The problem: Transcribe the entries that follow, word for word.

[Excerpts of location labeling data]
# # #

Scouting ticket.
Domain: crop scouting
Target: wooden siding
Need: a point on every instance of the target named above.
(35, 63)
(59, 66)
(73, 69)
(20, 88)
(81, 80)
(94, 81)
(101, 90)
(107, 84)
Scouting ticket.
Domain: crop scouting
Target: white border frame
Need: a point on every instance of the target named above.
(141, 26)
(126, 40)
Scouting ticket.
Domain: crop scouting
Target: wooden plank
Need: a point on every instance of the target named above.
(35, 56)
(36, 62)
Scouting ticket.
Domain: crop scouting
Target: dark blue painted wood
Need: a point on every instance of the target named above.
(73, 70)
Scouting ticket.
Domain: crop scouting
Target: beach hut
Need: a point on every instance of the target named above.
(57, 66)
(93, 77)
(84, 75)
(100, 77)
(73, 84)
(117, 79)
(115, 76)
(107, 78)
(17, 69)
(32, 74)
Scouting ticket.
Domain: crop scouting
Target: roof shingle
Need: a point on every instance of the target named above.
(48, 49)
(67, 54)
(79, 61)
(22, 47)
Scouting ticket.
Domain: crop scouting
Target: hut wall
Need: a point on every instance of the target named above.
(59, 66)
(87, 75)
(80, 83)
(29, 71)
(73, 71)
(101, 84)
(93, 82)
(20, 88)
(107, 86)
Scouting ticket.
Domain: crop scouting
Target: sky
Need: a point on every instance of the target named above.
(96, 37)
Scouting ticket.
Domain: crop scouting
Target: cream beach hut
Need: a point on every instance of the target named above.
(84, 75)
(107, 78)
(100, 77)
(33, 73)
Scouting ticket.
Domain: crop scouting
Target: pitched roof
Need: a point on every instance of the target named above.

# # #

Task response:
Scouting ticket.
Domain: crop scouting
Target: wooden siding
Need: a point on every instance of the target named above.
(35, 63)
(59, 66)
(73, 69)
(20, 88)
(81, 80)
(94, 81)
(101, 90)
(107, 84)
Scouting ticket.
Domain: crop scouting
Target: white border frame
Need: a point on every instance of the target named above.
(141, 26)
(126, 40)
Scouting ticket.
Domain: crop scouting
Target: wooden plank
Need: a point on every instance of the target named above.
(35, 56)
(36, 62)
Scouting ticket.
Domain: crop scouting
Target: dark blue painted wood
Need: a point on every instance of the target named above.
(73, 70)
Scouting ticket.
Domain: crop scouting
Target: beach hut
Need: a point on every instance of the target named above.
(57, 66)
(93, 77)
(84, 75)
(100, 77)
(73, 84)
(117, 79)
(115, 76)
(107, 78)
(17, 69)
(32, 74)
Scouting ticket.
Domain: crop scouting
Target: roof shingle
Need: a point on every instance of the target named above.
(48, 49)
(67, 54)
(79, 61)
(22, 47)
Scouting ticket.
Domain: crop scouting
Target: hut wall
Need: a point on every instance of the target named above.
(59, 66)
(87, 75)
(80, 83)
(29, 71)
(73, 71)
(101, 84)
(93, 82)
(20, 88)
(107, 86)
Scouting ticket.
Domain: crop scouting
Target: sky
Need: a point on every instance of the target named above.
(96, 37)
Scouting ticket.
Domain: crop scouting
Target: cream beach hut
Need: a point on every instance of the target named above.
(84, 75)
(107, 78)
(100, 77)
(33, 73)
Scouting ticket.
Domain: crop scouting
Target: pitched roof
Need: a point on every instance of the target named above.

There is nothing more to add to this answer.